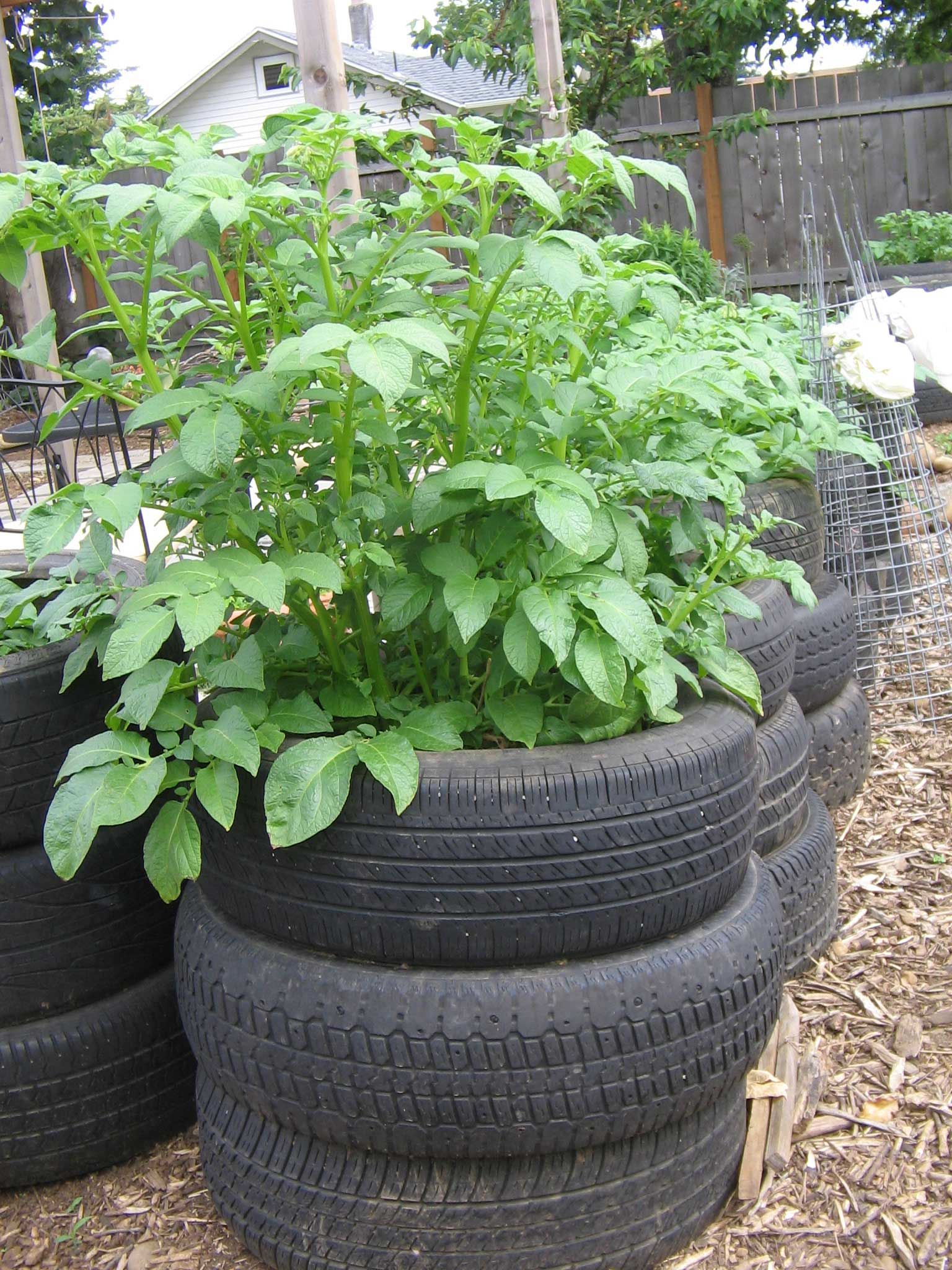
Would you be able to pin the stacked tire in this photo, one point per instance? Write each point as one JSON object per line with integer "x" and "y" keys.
{"x": 823, "y": 677}
{"x": 93, "y": 1062}
{"x": 508, "y": 1028}
{"x": 809, "y": 762}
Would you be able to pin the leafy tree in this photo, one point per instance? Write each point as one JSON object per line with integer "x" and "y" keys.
{"x": 65, "y": 42}
{"x": 73, "y": 131}
{"x": 615, "y": 50}
{"x": 914, "y": 31}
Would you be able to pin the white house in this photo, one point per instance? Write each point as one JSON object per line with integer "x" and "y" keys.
{"x": 244, "y": 86}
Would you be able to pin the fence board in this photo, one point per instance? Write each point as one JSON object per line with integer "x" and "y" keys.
{"x": 771, "y": 183}
{"x": 728, "y": 163}
{"x": 810, "y": 153}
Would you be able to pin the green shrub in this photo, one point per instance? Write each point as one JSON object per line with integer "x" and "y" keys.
{"x": 913, "y": 238}
{"x": 682, "y": 252}
{"x": 418, "y": 502}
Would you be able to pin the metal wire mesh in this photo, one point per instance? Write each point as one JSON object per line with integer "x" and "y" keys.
{"x": 888, "y": 531}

[EXERCISE DIRECTIONS] An exact copy of the listing is required, excluding any pictures.

[OUTPUT BELOW]
Would you be able to pin the stacked tire in this photo, one point per instance? Write each point as one JSON object per line with integer "x" and "y" keys.
{"x": 823, "y": 677}
{"x": 93, "y": 1062}
{"x": 508, "y": 1028}
{"x": 809, "y": 762}
Would you be able to pin the leafy tree in this photo, one point per instance? Write each point as one JSON object per line with integer "x" and "y" keys.
{"x": 65, "y": 42}
{"x": 73, "y": 131}
{"x": 615, "y": 50}
{"x": 914, "y": 31}
Would you be able to pin the white house in this photo, one point per instance? Write each point as one JSON object per line with integer "x" and "y" keys.
{"x": 244, "y": 86}
Would you be able to pin the fence board in this photo, one point per instance? Write each point as one JSON object per line with integer "x" and "y" keys.
{"x": 771, "y": 183}
{"x": 728, "y": 163}
{"x": 810, "y": 153}
Would you be able to pin the green shrub in this photo, one point per instance? Write each point as one JSON object per line with integer "x" and "y" keys.
{"x": 913, "y": 238}
{"x": 682, "y": 252}
{"x": 418, "y": 502}
Would you be able to pin the metal wire mesh in this photo, one point per instance? Write each point as one JSON object per line with integer "x" and "y" keys.
{"x": 888, "y": 531}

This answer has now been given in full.